◆ **WHAT THE EXERCISE ASKS**: Carry on the editor's note about the 1951 Refugee Convention from the point where it stops.

A note from the Editor

30-09-2001 Article, International Review of the Red Cross, No. 843

Fifty years ago, on 28 July 1951, a conference specially convened by the United Nations adopted the Convention relating to the Status of Refugees. The Office of the United Nations High Commissioner for Refugees had been created by the General Assembly several months before. In tribute to the 50th anniversary of that organization for the international protection of refugees, this issue of the International Review of the Red Cross is devoted to it.

It is noteworthy first of all that within three years, from 1948 to 1951, the international community established and consolidated the legal bases redefining the position of the human being in the international legal order:

  • the Universal Declaration of Human Rights , adopted in 1948, laid down the fundamental principle of international law that “recognition of the inherent dignity and of the equal and inalienable rights of all members of the human family is the foundation of freedom, justice and peace in the world”; [1 ]

  • in 1949, States approved the four Geneva Conventions for the protection of war victims, thereby formally recognizing that even — or above all — in times of armed conflict human beings are entitled to respect for their well-being and dignity and to protection against violence;

  • lastly, the 1951 Convention relating to the Status of Refugees is intended to safeguard the dignity of those who have to flee their country for reasons closely associated with violence.

◆ **INPUT DATA**:

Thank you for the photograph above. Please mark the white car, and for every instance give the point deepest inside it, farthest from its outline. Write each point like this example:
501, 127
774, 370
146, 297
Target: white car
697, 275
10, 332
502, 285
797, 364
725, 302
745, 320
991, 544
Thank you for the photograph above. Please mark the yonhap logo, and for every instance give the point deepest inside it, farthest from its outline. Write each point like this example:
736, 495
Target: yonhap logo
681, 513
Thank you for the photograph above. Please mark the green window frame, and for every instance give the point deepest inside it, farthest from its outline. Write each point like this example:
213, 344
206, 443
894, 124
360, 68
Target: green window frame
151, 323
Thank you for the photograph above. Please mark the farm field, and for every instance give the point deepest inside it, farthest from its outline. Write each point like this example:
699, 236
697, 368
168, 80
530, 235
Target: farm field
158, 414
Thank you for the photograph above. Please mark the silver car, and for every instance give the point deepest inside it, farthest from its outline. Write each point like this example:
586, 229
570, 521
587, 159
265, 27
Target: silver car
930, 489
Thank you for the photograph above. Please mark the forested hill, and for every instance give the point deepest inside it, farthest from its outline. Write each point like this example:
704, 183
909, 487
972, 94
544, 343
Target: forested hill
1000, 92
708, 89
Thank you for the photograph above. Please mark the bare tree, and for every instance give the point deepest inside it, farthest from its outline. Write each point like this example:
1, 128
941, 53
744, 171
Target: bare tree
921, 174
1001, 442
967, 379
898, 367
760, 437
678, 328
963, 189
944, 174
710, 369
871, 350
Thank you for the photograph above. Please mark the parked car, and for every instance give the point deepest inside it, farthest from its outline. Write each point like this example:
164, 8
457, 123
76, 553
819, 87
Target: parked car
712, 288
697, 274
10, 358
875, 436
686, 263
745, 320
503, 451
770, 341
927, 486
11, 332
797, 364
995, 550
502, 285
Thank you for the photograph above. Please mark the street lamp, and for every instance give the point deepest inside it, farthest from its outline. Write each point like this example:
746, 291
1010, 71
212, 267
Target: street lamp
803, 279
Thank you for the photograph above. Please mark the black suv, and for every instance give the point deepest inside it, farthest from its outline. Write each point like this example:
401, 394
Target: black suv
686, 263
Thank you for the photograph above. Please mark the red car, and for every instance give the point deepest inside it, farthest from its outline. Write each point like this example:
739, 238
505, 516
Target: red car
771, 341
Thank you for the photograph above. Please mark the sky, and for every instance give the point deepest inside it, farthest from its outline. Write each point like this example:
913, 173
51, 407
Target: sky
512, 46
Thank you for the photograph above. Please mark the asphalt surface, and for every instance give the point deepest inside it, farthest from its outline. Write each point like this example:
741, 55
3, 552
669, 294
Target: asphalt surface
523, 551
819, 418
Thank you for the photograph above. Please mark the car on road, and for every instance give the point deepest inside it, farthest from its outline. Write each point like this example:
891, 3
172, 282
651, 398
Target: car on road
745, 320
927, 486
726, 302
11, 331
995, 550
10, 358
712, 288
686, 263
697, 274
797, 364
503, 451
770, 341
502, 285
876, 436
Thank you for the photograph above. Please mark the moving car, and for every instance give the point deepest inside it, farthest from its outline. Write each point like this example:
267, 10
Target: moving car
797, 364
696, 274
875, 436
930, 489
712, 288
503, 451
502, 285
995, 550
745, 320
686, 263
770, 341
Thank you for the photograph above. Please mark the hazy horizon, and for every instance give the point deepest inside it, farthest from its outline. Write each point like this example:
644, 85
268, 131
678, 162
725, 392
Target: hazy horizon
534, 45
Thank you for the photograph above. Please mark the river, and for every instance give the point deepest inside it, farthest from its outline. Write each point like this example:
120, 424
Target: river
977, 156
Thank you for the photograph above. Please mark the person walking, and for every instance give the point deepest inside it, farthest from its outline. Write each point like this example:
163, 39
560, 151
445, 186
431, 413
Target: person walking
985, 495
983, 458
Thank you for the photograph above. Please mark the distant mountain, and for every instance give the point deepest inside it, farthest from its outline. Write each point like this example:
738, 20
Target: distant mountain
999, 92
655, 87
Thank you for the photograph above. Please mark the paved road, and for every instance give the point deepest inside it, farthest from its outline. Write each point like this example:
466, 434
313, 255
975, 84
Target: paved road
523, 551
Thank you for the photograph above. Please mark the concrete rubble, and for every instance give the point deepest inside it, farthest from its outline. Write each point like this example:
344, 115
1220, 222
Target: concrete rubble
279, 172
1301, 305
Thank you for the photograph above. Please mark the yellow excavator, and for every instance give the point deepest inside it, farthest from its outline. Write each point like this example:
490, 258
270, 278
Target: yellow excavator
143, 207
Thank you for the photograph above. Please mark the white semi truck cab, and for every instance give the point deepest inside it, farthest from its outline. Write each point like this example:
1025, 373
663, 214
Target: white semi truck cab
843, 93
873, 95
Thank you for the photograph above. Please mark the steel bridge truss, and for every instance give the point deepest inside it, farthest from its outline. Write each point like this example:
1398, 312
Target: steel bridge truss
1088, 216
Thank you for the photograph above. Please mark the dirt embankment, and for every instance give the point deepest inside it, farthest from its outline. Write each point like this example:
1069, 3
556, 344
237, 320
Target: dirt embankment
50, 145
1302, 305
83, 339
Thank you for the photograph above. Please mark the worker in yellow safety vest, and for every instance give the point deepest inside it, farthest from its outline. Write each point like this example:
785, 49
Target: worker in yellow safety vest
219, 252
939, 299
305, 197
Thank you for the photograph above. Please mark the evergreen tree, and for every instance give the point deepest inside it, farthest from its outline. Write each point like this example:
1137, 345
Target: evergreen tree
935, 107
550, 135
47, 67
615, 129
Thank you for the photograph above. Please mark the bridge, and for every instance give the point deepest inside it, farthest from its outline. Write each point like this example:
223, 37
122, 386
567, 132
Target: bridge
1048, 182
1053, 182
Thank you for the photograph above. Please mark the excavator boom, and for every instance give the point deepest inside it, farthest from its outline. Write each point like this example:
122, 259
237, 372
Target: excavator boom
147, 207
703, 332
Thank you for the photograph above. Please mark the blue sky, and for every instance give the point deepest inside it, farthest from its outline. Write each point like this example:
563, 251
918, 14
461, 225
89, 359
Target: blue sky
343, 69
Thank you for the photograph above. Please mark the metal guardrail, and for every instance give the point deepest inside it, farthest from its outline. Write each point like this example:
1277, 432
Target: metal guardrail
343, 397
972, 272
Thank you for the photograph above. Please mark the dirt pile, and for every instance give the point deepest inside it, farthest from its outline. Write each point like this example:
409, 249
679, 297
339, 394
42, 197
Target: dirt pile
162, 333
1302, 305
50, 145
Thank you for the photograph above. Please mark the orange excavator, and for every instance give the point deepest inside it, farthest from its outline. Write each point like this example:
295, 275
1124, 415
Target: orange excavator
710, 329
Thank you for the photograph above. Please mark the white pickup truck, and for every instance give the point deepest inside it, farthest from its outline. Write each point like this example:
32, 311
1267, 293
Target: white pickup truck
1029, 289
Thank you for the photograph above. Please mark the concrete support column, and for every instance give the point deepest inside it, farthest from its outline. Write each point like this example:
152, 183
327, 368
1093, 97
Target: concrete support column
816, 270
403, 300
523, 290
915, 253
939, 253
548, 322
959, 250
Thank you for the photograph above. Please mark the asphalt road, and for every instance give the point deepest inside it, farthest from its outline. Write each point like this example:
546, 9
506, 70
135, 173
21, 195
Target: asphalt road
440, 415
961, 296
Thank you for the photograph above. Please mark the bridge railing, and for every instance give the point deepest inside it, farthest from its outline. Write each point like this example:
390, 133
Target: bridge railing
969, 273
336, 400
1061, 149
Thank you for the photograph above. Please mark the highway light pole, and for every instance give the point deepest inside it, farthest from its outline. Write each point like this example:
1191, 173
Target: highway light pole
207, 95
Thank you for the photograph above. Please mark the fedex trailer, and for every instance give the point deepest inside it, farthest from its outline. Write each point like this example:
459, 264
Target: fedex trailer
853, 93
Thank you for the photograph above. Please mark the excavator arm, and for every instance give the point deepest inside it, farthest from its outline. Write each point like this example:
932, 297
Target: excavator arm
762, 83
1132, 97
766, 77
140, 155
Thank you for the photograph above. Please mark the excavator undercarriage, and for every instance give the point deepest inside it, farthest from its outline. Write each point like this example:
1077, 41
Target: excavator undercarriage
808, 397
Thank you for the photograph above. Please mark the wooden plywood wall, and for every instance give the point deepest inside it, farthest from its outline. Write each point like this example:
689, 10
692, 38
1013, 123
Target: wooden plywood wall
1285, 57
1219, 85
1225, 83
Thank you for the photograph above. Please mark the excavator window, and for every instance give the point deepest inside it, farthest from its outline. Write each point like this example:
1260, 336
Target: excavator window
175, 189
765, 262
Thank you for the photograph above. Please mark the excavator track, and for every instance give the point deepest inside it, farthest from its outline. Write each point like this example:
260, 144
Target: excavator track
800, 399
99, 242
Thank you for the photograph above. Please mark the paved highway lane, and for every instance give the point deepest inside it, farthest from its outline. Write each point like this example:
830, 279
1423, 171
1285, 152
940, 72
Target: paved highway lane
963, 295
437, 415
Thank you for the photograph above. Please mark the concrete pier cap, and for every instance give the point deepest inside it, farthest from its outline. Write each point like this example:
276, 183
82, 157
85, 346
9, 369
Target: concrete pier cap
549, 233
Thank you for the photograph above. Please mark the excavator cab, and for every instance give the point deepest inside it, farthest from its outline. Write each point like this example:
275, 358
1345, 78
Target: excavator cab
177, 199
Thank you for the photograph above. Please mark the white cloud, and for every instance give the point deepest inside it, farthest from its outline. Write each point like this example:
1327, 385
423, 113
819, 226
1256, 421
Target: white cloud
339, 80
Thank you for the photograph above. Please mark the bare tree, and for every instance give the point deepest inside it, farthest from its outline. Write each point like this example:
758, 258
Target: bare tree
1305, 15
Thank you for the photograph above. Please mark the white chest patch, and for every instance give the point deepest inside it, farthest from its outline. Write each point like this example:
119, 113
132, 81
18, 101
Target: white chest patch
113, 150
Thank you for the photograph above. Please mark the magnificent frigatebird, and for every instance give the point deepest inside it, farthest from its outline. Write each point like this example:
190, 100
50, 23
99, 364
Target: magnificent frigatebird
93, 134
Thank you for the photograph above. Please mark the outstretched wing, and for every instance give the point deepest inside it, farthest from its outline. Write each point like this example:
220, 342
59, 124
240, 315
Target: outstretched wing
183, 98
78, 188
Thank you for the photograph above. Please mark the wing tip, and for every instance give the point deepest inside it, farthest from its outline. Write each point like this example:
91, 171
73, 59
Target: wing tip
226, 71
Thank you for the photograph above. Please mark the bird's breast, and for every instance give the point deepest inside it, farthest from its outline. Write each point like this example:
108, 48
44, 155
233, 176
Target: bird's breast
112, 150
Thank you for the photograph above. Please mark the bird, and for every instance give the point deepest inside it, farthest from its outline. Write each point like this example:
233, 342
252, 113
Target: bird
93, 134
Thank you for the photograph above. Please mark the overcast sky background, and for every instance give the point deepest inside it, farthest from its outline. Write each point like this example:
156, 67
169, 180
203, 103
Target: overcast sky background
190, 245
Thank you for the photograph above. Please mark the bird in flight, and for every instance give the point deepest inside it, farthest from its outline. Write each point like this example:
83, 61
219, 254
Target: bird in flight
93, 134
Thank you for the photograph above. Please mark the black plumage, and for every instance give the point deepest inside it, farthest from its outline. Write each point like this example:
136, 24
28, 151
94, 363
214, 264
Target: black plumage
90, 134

◆ **OUTPUT**:
In the development of international law it was thus an extremely productive and even revolutionary period. It must be stressed, however, that the progress made by the law in those three domains has been surprisingly independent, without apparent links.

The Review has opened its pages to a debate on questions relating to the 1951 Convention, for refugees have become sadly symptomatic of our day and age, and the 50th anniversary of the Convention designed to protect them internationally is a reminder of that fact. There is furthermore an urgent need to heighten awareness of the links that do exist between international protection of refugees and the fate of war victims, who are protected primarily by the Geneva Conventions of 1949.

The Editor of the Review has invited several authors to consider a number of current refugee law issues and to select those which are concerned in some way with armed conflicts or similar situations. In other words, of interest to the reader here will be the points at which international refugee protection and international humanitarian law and action overlap.

The Editor thanks the United Nations High Commissioner for Refugees and the President of the International Committee of the Red Cross for kindly consenting to provide forewords for this issue of the Review. Special thanks go to the authors of the articles published in it, whether they belong to either of the two institutions or to the academic world.